EXERCISE PASSAGE:
Even though she was consuming just 1,000 calories, she kick-boxed in the morning, did an additional hour of cardio and walked for 45 minutes at night.

At one point, the combination of all that exercise and low calories brought her weight too low. She adjusted it higher, and now consumes about 1,500 calories a day. Medford still likes cupcakes, but she now knows their calorie content and how long she'll have to work out to burn it off.

"You have to be really dedicated," she said. "A lot of people like to eat. I love to eat. But I was sick and tired of feeling this way. I refused to buy bigger pants."

The low-calorie approach doesn't work for everyone. Medford said several friends tried the medical approach after seeing her success, but didn't have similar results. One friend lost more than 100 pounds, but regained almost all of them.

"If you're going to eat pizza, drink beer or drive through Taco Bell, don't waste his time," she said, speaking of her doctor, Payam Kerendian.

Kerendian, who limits his own calorie intake, acknowledged it's difficult to adjust to changing habits, especially for people who aren't used to eating healthy. But for people who succeed, it's worth it, he said.

DATASET ENTRIES:

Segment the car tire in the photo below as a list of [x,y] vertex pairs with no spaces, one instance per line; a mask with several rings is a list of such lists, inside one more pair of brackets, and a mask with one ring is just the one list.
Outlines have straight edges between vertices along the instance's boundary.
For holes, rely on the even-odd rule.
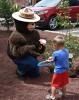
[[56,17],[50,17],[49,22],[48,22],[48,27],[50,30],[54,30],[57,28],[57,20]]

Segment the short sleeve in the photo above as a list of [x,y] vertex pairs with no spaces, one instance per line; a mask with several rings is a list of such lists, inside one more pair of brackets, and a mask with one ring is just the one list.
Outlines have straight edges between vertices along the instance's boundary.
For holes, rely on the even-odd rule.
[[56,52],[53,52],[53,54],[52,54],[52,58],[53,58],[53,61],[56,60]]

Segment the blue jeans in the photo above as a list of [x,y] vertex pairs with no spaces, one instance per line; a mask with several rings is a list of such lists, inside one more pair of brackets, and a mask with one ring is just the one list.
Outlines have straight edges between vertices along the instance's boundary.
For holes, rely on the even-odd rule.
[[40,75],[39,67],[37,66],[38,60],[33,56],[29,55],[13,61],[17,65],[17,71],[19,71],[21,75],[27,73],[30,77],[38,77]]

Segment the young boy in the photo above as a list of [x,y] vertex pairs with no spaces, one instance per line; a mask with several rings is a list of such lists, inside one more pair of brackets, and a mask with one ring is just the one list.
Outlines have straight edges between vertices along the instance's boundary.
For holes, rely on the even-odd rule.
[[54,74],[51,83],[51,95],[50,100],[55,100],[56,89],[61,89],[63,96],[66,93],[66,85],[69,83],[68,70],[69,70],[69,52],[64,47],[64,37],[56,36],[53,40],[55,51],[52,54],[52,58],[48,58],[48,62],[51,60],[55,63]]

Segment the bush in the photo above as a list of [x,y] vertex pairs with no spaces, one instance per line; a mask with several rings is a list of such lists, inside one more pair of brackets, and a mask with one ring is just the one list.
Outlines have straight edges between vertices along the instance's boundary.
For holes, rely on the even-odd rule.
[[17,10],[19,6],[11,0],[0,0],[0,18],[4,18],[1,24],[7,27],[7,30],[13,25],[12,13]]

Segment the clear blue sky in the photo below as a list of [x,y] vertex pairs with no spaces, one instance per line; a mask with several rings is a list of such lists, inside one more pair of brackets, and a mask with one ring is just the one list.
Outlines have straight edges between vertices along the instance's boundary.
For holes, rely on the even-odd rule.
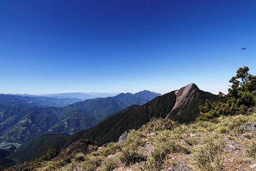
[[243,66],[255,0],[0,1],[0,93],[225,92]]

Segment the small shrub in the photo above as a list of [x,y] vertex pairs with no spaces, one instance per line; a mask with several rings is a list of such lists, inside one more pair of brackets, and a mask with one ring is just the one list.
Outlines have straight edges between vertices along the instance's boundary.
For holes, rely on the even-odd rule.
[[229,130],[224,126],[220,126],[217,128],[217,131],[221,133],[226,133],[229,132]]
[[122,148],[119,159],[125,165],[134,163],[145,159],[142,155],[138,152],[138,149],[132,145],[127,145]]
[[146,162],[148,169],[150,171],[160,171],[166,157],[166,154],[163,149],[155,148]]
[[100,155],[106,157],[110,154],[113,154],[120,149],[119,145],[115,142],[110,142],[105,144],[102,148],[93,152],[92,154],[95,156]]
[[82,153],[79,153],[76,154],[74,158],[73,161],[75,162],[79,162],[84,161],[84,157]]
[[220,171],[224,169],[223,153],[225,145],[221,141],[210,141],[192,149],[195,165],[199,170]]
[[246,151],[249,156],[256,158],[256,141],[250,142],[246,147]]
[[116,162],[111,159],[107,159],[105,161],[105,166],[103,168],[104,171],[111,171],[114,170],[116,167]]

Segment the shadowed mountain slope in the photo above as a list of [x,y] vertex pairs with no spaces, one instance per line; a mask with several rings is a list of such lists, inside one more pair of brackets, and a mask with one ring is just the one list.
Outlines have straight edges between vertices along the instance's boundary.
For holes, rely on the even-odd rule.
[[[152,95],[153,97],[154,94]],[[34,98],[17,97],[21,99]],[[131,105],[143,104],[147,101],[128,93],[86,100],[64,107],[0,105],[0,139],[20,143],[43,133],[73,133],[95,125],[106,117]]]
[[20,104],[23,106],[46,107],[64,107],[82,101],[79,99],[58,99],[41,96],[20,96],[12,95],[0,94],[0,104]]
[[[133,105],[127,107],[90,128],[67,137],[64,142],[61,142],[64,144],[61,149],[83,139],[90,139],[98,145],[117,141],[119,136],[125,131],[138,128],[154,117],[169,117],[175,121],[190,122],[193,121],[199,114],[199,105],[204,104],[207,99],[214,101],[217,99],[217,96],[201,90],[194,84],[189,84],[178,90],[157,96],[143,105]],[[22,146],[9,157],[17,157],[19,160],[24,161],[22,154],[29,151],[30,147],[26,143]],[[56,147],[59,147],[58,143],[53,143],[47,147],[55,148]],[[48,150],[45,147],[41,148],[44,149],[42,151],[44,153]],[[28,159],[34,159],[32,157]]]

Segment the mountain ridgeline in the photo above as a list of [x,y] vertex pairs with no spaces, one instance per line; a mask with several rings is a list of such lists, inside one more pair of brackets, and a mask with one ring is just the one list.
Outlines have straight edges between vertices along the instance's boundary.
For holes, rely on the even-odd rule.
[[[157,96],[155,93],[147,93],[148,97]],[[0,98],[0,104],[3,104],[0,105],[0,140],[19,143],[47,133],[72,134],[95,125],[131,105],[143,104],[148,101],[128,93],[85,100],[63,107],[38,108],[24,104],[27,104],[26,101],[30,100],[28,99],[41,97],[2,95],[1,97],[3,100]]]
[[[83,139],[90,139],[99,146],[116,142],[125,131],[137,129],[154,117],[169,118],[182,123],[189,123],[198,116],[199,106],[204,105],[206,99],[213,101],[218,99],[217,96],[201,90],[195,84],[190,84],[179,90],[157,96],[144,104],[131,105],[92,128],[71,136],[66,136],[62,141],[55,142],[52,135],[48,137],[44,135],[44,138],[39,136],[23,144],[8,158],[21,162],[32,160],[45,154],[49,149],[60,151],[72,143]],[[49,139],[51,139],[53,140]],[[47,146],[38,148],[39,144],[49,141],[51,143],[47,143]]]
[[69,104],[82,101],[79,99],[58,99],[42,96],[20,96],[0,94],[0,104],[20,104],[30,107],[64,107]]

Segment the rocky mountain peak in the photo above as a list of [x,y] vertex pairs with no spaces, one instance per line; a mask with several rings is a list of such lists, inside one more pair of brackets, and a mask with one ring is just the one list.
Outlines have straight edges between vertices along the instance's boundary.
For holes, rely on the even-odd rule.
[[198,88],[195,84],[192,83],[176,91],[175,93],[176,96],[176,101],[172,108],[172,110],[179,107],[185,102],[192,90]]

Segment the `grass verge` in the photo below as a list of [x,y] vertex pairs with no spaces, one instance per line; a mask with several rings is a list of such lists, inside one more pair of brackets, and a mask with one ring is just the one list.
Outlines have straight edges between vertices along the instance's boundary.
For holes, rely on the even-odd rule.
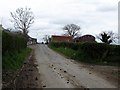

WHAT THE EXERCISE ASKS:
Answer these questions from the passage on Medford's diet above:
1. About how many calories a day does Medford consume now?
2. How many pounds did one of her friends lose?
3. What is the name of Medford's doctor?

SOLVED PROBLEM:
1. About 1,500 calories a day.
2. More than 100 pounds.
3. Payam Kerendian.